- What you are asked to do -
Nothing but a number should be returned: the count of lines in the records that contain "stovetop".

(Referring expression data)

BEGIN

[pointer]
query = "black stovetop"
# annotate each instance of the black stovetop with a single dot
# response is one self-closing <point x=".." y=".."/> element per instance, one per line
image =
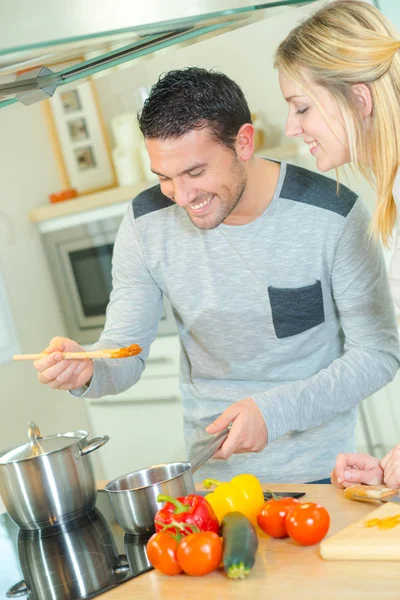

END

- Finished task -
2